● ЧТО НУЖНО СДЕЛАТЬ: Выпишите из приведенного ниже списка все строки, в которых встречается слово «every».

● ИСХОДНЫЕ ЗАПИСИ:
»»
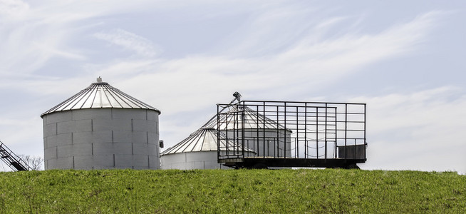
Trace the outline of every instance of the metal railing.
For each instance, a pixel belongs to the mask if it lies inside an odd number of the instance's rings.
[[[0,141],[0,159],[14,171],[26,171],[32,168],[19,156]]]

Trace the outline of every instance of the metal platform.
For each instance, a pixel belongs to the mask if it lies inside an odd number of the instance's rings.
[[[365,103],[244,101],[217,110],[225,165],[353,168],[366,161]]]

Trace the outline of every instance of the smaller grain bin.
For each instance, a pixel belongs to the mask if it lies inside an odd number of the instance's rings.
««
»»
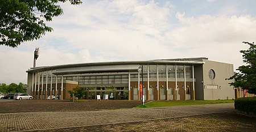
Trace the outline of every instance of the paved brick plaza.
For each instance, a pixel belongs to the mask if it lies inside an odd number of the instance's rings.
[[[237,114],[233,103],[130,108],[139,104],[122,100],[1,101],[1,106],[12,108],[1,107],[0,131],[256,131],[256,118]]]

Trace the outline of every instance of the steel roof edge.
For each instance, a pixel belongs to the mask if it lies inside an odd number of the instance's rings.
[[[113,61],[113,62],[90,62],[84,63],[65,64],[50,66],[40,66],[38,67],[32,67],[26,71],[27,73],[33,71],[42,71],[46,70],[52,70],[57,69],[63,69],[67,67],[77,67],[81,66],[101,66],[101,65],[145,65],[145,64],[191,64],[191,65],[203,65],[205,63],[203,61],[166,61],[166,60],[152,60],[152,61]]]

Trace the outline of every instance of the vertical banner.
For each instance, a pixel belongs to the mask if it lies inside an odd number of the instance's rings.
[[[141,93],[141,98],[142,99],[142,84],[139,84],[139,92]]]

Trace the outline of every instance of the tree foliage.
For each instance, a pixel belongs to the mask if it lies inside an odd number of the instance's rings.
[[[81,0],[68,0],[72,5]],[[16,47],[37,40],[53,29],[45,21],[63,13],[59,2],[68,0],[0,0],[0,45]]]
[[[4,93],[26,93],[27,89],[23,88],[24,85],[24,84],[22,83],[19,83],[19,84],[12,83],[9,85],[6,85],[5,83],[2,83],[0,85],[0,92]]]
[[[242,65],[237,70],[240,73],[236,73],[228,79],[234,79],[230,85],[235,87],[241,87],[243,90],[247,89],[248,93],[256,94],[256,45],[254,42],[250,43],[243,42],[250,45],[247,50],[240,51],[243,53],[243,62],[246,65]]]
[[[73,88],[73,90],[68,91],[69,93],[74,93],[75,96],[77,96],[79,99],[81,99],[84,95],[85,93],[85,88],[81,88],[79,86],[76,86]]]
««
»»
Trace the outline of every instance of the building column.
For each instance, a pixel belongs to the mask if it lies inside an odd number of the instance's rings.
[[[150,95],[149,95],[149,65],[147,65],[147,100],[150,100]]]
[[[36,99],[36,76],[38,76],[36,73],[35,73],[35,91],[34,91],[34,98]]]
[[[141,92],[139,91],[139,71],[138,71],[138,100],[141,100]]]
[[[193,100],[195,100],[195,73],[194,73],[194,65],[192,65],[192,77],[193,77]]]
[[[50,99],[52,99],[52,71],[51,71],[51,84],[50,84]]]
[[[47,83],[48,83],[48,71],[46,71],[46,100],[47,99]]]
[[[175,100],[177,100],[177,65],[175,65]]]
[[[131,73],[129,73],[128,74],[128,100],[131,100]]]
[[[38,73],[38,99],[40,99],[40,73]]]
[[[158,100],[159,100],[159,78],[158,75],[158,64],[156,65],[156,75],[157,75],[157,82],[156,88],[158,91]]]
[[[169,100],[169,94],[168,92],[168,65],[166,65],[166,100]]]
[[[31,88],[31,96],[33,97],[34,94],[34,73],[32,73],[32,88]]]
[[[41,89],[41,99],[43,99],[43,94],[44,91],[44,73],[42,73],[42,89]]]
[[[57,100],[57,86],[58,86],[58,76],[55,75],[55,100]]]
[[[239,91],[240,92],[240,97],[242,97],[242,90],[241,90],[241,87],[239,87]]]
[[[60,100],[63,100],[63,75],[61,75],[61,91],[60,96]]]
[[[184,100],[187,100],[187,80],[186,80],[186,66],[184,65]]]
««
● РЕЗУЛЬТАТ ЗАДАНИЯ:
Trace the outline of every instance of the metal railing.
Trace the outline of every instance of the metal platform.
Trace the outline of every instance of the smaller grain bin.
Trace the outline of every instance of the paved brick plaza.
Trace the outline of every instance of the steel roof edge.
Trace the outline of every instance of the vertical banner.
Trace the outline of every instance of the tree foliage.
Trace the outline of every instance of the building column.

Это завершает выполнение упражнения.